**Task prompt:** Please print the records below word for word.

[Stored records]

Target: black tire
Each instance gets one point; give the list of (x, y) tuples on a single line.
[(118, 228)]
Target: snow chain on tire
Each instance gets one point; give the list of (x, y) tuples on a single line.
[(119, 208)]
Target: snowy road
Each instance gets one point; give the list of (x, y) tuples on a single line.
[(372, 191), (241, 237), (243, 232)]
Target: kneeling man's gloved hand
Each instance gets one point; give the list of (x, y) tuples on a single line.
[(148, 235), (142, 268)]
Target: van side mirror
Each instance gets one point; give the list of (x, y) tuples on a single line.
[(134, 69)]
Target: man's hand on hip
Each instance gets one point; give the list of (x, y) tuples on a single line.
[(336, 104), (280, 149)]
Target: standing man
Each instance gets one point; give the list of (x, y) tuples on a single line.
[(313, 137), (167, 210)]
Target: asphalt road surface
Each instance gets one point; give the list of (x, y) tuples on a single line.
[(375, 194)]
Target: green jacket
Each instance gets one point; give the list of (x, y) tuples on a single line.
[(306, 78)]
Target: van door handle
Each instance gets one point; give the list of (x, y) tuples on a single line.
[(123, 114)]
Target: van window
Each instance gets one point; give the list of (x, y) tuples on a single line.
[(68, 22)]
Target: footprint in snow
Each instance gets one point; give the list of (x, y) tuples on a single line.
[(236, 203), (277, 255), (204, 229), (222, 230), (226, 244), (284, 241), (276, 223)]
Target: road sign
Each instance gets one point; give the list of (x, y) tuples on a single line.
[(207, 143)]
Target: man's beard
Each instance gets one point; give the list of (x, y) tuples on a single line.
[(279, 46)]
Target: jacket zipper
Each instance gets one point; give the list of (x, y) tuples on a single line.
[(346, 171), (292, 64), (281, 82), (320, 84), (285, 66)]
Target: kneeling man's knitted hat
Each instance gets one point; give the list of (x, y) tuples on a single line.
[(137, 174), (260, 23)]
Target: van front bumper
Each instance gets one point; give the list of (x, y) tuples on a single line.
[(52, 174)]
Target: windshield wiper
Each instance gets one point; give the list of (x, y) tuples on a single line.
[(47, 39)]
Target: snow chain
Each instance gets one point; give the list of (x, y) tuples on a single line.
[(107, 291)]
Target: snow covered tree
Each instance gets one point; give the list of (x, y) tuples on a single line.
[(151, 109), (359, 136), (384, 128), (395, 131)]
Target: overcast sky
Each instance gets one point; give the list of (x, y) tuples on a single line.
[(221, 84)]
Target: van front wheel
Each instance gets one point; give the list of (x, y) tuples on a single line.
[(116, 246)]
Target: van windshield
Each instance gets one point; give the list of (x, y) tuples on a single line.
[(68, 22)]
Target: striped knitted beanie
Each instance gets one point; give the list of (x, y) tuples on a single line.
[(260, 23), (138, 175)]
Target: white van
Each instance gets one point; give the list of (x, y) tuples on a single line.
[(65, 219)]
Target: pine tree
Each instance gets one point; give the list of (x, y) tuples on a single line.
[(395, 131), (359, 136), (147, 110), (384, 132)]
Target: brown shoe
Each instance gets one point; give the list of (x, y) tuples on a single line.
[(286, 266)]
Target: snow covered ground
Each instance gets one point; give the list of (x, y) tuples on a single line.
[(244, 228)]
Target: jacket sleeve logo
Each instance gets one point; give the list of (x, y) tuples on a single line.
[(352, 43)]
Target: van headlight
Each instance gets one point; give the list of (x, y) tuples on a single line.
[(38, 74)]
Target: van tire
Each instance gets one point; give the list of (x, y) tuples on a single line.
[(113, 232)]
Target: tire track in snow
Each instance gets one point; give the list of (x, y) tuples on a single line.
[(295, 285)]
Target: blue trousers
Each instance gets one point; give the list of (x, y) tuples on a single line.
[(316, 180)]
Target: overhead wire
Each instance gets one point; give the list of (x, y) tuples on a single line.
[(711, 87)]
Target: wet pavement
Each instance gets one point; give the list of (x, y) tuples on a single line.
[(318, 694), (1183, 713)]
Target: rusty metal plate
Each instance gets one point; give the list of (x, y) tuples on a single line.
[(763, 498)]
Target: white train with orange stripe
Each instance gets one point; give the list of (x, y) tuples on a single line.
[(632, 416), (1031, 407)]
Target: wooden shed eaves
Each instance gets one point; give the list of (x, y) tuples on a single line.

**Task output:**
Target: black tire
Each instance gets one point; give the list of (x, y) tuples on a single line.
[(118, 228)]
Target: snow chain on tire
Each instance gets one point; give the list of (x, y) tuples on a single line.
[(119, 208)]
Target: snowy road
Each instance gets one point; give the list of (x, y) tuples on a single line.
[(372, 191), (241, 237), (243, 232)]
Target: kneeling man's gloved hand
Each instance gets one point; give the list of (x, y) tuples on a single line.
[(148, 235), (142, 268)]
Target: van side mirror
Each instance gets one point; give the list of (x, y) tuples on a single line.
[(134, 69)]
Target: man's hand on hip
Each instance gets one point; give the list of (x, y) tuples on a single line.
[(336, 104), (280, 149)]
Target: standing man
Each instance gets one point; give the list of (x, y) tuples on a single line.
[(313, 137), (167, 210)]
Target: asphalt road surface
Each instance gets one point; give the list of (x, y) tuples on a single line.
[(375, 194)]
Target: green jacket
Each instance gets one point; give the list of (x, y) tuples on a single line.
[(306, 78)]
Target: van door handle
Each instance gets one point; give the list of (x, y) tuples on a single line.
[(123, 114)]
Target: van window
Each instance gets one point; give the list of (x, y) tuples on a single line.
[(68, 22)]
Target: footprint in snow
Each instance gets one point; give the list of (x, y) tuples on a single line.
[(236, 203), (277, 255), (204, 229), (222, 230), (226, 244), (284, 241), (276, 223)]
Target: road sign
Each instance gets one point; give the list of (x, y) tuples on a single line.
[(207, 143)]
Target: man's beard
Each instance gets one point; give the list of (x, y) tuples on a single line.
[(279, 46)]
Target: jacket zipper
Each instance gets one point; give the list of (x, y) tuples on a single line.
[(346, 171), (292, 64), (281, 82), (320, 84), (285, 66)]
Target: kneeling man's knitted hat
Each instance gets one point; give the list of (x, y) tuples on a single line.
[(137, 174), (260, 23)]
Target: van front bumper
Each instance gets one point; give the list of (x, y) tuples on a single line.
[(52, 174)]
Target: windshield wiper
Each instance gets one point; give the list of (x, y) tuples on a single line.
[(47, 39)]
Target: snow chain
Each instance gets one point; give the list of (x, y) tuples on a single line.
[(107, 291)]
Target: snow covered tree
Each instance gets one point; give the list of (x, y) tuples on a single line.
[(151, 109), (359, 136), (384, 128), (395, 131)]
Target: overcast sky
Each instance gets one point; give the list of (x, y) tuples on a single line.
[(221, 84)]
Target: van front wheel
Each instance gets one point; give the list of (x, y) tuples on a single line.
[(116, 246)]
Target: van windshield
Each instance gets one point; give the list of (x, y) tuples on a single line.
[(68, 22)]
Target: striped knitted beanie
Each instance gets one point; give the list of (x, y) tuples on a single line.
[(260, 23), (138, 175)]
Target: white van
Each instance gets one point; give the list of (x, y) tuples on a single line.
[(65, 219)]
Target: pine tree
Each instance gets one point; give the list of (x, y) tuples on a single line.
[(395, 131), (359, 136), (147, 110), (384, 132)]
Target: brown shoe
Each instance gets one point; give the list of (x, y) tuples on a single line.
[(286, 266)]
Target: snow covered ground
Each instance gets one point; give the list of (x, y) tuples on a single line.
[(244, 228)]
Target: jacket sleeve logo
Each instance gets one point; give the list of (x, y) tuples on a single line.
[(352, 43)]
Target: van headlight
Each instance gets one point; give the list of (x, y) tuples on a single line.
[(38, 74)]
Target: van tire
Each instance gets one point; give the list of (x, y) tuples on a single line.
[(113, 232)]
Target: tire track in snow
Each instance gets one point; give the list of (x, y) tuples on a single line.
[(295, 285)]
Target: blue trousers
Each instance gets one point; give the list of (x, y) tuples on a single line.
[(316, 180)]
Target: overhead wire
Each instance gets one point; give the list of (x, y) tuples on a single line.
[(711, 87)]
Target: wet pavement
Each instance gets one point; give the list of (x, y) tuples on a single line.
[(318, 694), (1183, 713)]
Target: rusty metal plate
Each instance gets one point; give the list of (x, y) tuples on a single line.
[(763, 498)]
Target: white train with orange stripe
Each instance gets one point; give the list of (x, y) tuples on a single line.
[(632, 416), (1031, 407)]
Target: wooden shed eaves
Each instance gets one point; give the list of (x, y) tuples on a single line.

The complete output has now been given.